Records that point to named objects:
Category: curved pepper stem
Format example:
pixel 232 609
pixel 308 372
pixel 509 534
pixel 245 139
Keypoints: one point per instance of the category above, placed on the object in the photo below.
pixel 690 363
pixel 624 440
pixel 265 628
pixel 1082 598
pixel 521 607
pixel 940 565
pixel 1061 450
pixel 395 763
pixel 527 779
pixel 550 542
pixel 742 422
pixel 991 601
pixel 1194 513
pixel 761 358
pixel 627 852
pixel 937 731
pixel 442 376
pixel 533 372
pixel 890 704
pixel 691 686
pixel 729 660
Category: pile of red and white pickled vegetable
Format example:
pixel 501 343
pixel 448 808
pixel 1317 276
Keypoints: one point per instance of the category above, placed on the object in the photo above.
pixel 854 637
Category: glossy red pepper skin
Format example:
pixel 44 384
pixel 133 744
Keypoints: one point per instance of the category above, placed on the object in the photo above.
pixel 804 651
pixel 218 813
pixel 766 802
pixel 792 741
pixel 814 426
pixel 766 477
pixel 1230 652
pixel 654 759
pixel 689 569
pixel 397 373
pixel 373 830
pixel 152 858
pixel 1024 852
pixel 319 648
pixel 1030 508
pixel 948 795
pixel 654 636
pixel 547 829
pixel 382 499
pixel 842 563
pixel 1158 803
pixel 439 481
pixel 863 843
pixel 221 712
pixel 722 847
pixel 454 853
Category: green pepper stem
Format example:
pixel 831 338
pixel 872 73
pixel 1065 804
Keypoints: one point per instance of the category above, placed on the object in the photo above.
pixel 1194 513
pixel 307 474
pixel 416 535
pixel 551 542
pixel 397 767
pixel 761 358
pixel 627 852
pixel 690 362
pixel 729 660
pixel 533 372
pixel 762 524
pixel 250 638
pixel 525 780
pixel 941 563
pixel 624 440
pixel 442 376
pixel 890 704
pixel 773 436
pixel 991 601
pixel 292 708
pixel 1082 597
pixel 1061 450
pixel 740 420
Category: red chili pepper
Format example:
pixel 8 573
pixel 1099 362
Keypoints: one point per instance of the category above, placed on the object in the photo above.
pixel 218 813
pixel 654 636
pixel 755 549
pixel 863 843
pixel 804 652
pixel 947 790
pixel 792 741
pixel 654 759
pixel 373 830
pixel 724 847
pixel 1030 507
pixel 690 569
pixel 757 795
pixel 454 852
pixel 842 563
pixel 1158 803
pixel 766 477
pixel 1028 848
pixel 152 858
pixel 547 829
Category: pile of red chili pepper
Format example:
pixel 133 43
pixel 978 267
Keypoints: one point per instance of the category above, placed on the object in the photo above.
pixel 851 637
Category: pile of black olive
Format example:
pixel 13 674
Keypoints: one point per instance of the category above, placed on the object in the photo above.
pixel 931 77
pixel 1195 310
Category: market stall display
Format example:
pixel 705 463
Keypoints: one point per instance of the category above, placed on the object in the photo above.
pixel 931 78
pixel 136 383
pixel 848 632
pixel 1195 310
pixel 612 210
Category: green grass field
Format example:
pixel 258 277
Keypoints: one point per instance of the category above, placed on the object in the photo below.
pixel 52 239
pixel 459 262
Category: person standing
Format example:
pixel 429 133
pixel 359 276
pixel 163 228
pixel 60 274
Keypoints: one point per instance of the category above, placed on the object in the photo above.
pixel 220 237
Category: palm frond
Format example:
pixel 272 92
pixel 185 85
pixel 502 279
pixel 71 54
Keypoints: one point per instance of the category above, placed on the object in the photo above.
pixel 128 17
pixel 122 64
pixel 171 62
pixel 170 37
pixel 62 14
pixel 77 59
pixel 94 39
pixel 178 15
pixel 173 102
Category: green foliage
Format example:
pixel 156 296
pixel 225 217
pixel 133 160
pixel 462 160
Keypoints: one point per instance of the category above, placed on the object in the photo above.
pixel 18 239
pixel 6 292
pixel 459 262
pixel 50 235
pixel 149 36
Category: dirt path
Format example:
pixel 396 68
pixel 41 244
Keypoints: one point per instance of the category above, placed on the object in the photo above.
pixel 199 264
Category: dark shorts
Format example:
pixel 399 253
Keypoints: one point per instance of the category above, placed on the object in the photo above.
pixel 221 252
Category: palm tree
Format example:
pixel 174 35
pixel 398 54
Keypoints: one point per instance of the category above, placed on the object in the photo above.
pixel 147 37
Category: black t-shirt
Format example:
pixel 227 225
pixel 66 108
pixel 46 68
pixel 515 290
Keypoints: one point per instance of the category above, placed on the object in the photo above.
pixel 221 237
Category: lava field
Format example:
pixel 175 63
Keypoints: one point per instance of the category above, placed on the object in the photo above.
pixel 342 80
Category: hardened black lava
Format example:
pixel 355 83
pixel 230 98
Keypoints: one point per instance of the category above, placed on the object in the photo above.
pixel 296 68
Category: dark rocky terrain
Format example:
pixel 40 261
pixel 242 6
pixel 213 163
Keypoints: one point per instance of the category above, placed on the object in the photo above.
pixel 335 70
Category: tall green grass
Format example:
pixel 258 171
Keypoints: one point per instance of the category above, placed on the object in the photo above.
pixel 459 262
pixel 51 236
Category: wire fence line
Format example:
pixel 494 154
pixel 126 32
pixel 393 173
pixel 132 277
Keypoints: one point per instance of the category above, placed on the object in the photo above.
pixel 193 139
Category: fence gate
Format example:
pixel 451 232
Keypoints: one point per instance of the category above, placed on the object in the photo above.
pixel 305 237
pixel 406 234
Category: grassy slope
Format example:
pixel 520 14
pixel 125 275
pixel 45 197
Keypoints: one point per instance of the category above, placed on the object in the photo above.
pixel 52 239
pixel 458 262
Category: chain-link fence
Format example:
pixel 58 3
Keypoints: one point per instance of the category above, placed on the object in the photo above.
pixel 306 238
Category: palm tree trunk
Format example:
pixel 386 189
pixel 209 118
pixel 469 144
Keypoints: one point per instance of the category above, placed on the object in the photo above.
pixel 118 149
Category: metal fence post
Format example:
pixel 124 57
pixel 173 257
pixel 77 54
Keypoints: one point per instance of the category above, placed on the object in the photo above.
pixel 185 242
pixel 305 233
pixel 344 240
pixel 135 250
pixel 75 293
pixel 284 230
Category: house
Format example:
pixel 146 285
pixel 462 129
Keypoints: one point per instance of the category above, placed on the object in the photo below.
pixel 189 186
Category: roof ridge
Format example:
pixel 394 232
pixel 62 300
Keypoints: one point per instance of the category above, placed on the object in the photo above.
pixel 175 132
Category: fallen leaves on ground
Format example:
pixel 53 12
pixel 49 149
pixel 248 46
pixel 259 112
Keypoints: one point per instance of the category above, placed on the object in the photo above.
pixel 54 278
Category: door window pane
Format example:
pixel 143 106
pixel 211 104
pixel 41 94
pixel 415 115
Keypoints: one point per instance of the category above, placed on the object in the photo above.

**WHAT THE TASK ASKS**. Write out the listing above again, switching "Format example" to "Sample format" wherever it occurs and changing nothing else.

**FULL SOLUTION**.
Category: curved pepper stem
Sample format:
pixel 232 609
pixel 308 372
pixel 509 534
pixel 245 139
Keypoints: one point per instance of the category above, placed on the object in the photo below.
pixel 690 363
pixel 624 440
pixel 265 628
pixel 1082 598
pixel 521 607
pixel 940 565
pixel 1061 450
pixel 395 763
pixel 527 779
pixel 550 542
pixel 742 422
pixel 991 601
pixel 1194 513
pixel 761 358
pixel 627 852
pixel 937 731
pixel 442 376
pixel 533 372
pixel 890 704
pixel 691 686
pixel 729 660
Category: pile of red and white pickled vegetable
Sample format:
pixel 501 343
pixel 448 808
pixel 1317 276
Keypoints: one point per instance of the category above, placed on the object in the photo above.
pixel 854 637
Category: glossy red pepper skin
Sample format:
pixel 44 384
pixel 133 744
Keypoints: one point per instance of the category above, placed on the object in the photo above.
pixel 804 651
pixel 218 813
pixel 766 802
pixel 792 741
pixel 814 426
pixel 766 477
pixel 1230 652
pixel 654 759
pixel 689 569
pixel 397 373
pixel 373 830
pixel 152 858
pixel 1024 852
pixel 319 648
pixel 1030 508
pixel 948 795
pixel 654 636
pixel 547 829
pixel 382 499
pixel 842 563
pixel 1158 803
pixel 439 481
pixel 863 843
pixel 221 712
pixel 722 847
pixel 454 853
Category: green pepper stem
Sample format:
pixel 831 338
pixel 872 73
pixel 1065 804
Keypoints: one point per instance of the category above, placed on the object in the photo above.
pixel 1194 513
pixel 307 474
pixel 416 535
pixel 551 542
pixel 397 767
pixel 761 358
pixel 627 852
pixel 690 362
pixel 729 660
pixel 533 372
pixel 762 524
pixel 250 638
pixel 525 780
pixel 941 563
pixel 624 440
pixel 442 376
pixel 890 704
pixel 773 436
pixel 991 601
pixel 292 708
pixel 1082 597
pixel 1061 450
pixel 740 420
Category: red chili pepper
Sample format:
pixel 8 573
pixel 1099 362
Keypoints: one point per instance of the category above, placed on the object in the photo above.
pixel 218 813
pixel 654 636
pixel 755 549
pixel 863 843
pixel 804 652
pixel 947 790
pixel 792 741
pixel 654 759
pixel 373 830
pixel 724 847
pixel 1030 507
pixel 690 569
pixel 757 795
pixel 454 852
pixel 842 563
pixel 1158 803
pixel 766 477
pixel 1028 848
pixel 152 858
pixel 547 829
Category: pile of red chili pepper
Sample format:
pixel 133 43
pixel 978 267
Keypoints: one point per instance of the category above, placed on the object in the photo above.
pixel 851 637
Category: pile of black olive
Sample format:
pixel 13 674
Keypoints: one point per instance of the category above, placed on the object in the photo above.
pixel 931 77
pixel 1195 310
Category: market stall display
Sample format:
pixel 705 463
Keypoints: one point per instance of the category above, placed on the object in the photo above.
pixel 931 78
pixel 136 383
pixel 848 632
pixel 1195 310
pixel 612 210
Category: green grass field
Sample format:
pixel 258 277
Keypoints: one point per instance of the category above, placed on the object in the photo below.
pixel 52 239
pixel 459 262
Category: person standing
Sample format:
pixel 429 133
pixel 359 276
pixel 163 228
pixel 60 274
Keypoints: one point per instance of the category above, placed on the object in the photo above.
pixel 220 237
Category: palm frond
Sample format:
pixel 272 92
pixel 185 85
pixel 502 279
pixel 71 54
Keypoints: one point per instance of the category above, placed on the object in the photo above.
pixel 128 17
pixel 122 64
pixel 171 62
pixel 170 37
pixel 62 14
pixel 77 59
pixel 94 39
pixel 178 15
pixel 173 102
Category: green foliage
Sample format:
pixel 156 296
pixel 225 217
pixel 133 160
pixel 462 160
Keypoints: one point per instance of the category above, placed on the object in the photo above.
pixel 18 239
pixel 6 292
pixel 459 262
pixel 50 235
pixel 149 36
Category: dirt path
Sample format:
pixel 396 68
pixel 41 244
Keypoints: one point per instance of the category above, placed on the object in the photo above.
pixel 199 264
Category: dark shorts
Sample format:
pixel 399 253
Keypoints: one point per instance of the category above, placed on the object in the photo above.
pixel 221 252
Category: palm tree
Sample format:
pixel 174 35
pixel 398 54
Keypoints: one point per instance of the category above, placed on the object in the photo above.
pixel 147 37
Category: black t-shirt
Sample format:
pixel 227 225
pixel 66 108
pixel 46 68
pixel 515 290
Keypoints: one point per instance of the category above, placed on the object in the photo above.
pixel 221 237
Category: lava field
Sample format:
pixel 175 63
Keypoints: one point per instance of the category above, placed on the object in the photo above.
pixel 342 80
Category: hardened black lava
Sample format:
pixel 355 83
pixel 230 98
Keypoints: one point per instance of the category above, placed on the object in the photo above.
pixel 296 68
Category: dark rocky terrain
Sample format:
pixel 40 261
pixel 242 6
pixel 213 163
Keypoints: one point per instance of the category above, placed on the object in the photo above.
pixel 335 70
Category: tall green grass
Sample format:
pixel 258 171
Keypoints: one point per instance of the category above, placed on the object in the photo above.
pixel 459 262
pixel 51 236
Category: wire fence line
Sample format:
pixel 494 154
pixel 126 32
pixel 393 173
pixel 132 277
Keypoints: one point per instance of the category above, placed on the object in the photo above.
pixel 193 139
Category: fence gate
Sample format:
pixel 451 232
Keypoints: one point per instance of the category above, placed on the object in the photo above.
pixel 305 237
pixel 406 234
Category: grassy slope
Sample format:
pixel 520 14
pixel 125 275
pixel 45 197
Keypoints: one point per instance of the category above, placed on the object in the photo above.
pixel 52 239
pixel 458 262
Category: chain-link fence
Sample format:
pixel 58 3
Keypoints: one point per instance of the category above, placed on the object in the photo above.
pixel 306 238
Category: palm tree trunk
Sample format:
pixel 386 189
pixel 209 118
pixel 469 144
Keypoints: one point per instance of the category above, placed on the object in the photo above.
pixel 118 149
Category: metal fence post
Sample format:
pixel 124 57
pixel 173 257
pixel 77 54
Keypoints: one point per instance of the category above, placed on the object in the photo above.
pixel 185 242
pixel 305 233
pixel 344 240
pixel 135 250
pixel 75 293
pixel 284 230
Category: house
Sample format:
pixel 146 285
pixel 462 129
Keypoints: one point per instance of the category above, placed on the object in the photo below.
pixel 189 186
Category: roof ridge
Sample format:
pixel 394 232
pixel 62 300
Keypoints: one point per instance of the category above, placed on the object in the photo above.
pixel 175 132
Category: fallen leaves on ground
Sample format:
pixel 53 12
pixel 49 149
pixel 248 46
pixel 259 112
Keypoints: one point per instance of the category above, placed on the object in the photo above.
pixel 54 278
Category: door window pane
Sample format:
pixel 143 106
pixel 211 104
pixel 41 94
pixel 415 115
Keypoints: one point per instance of the category above, placed on the object in the photo above.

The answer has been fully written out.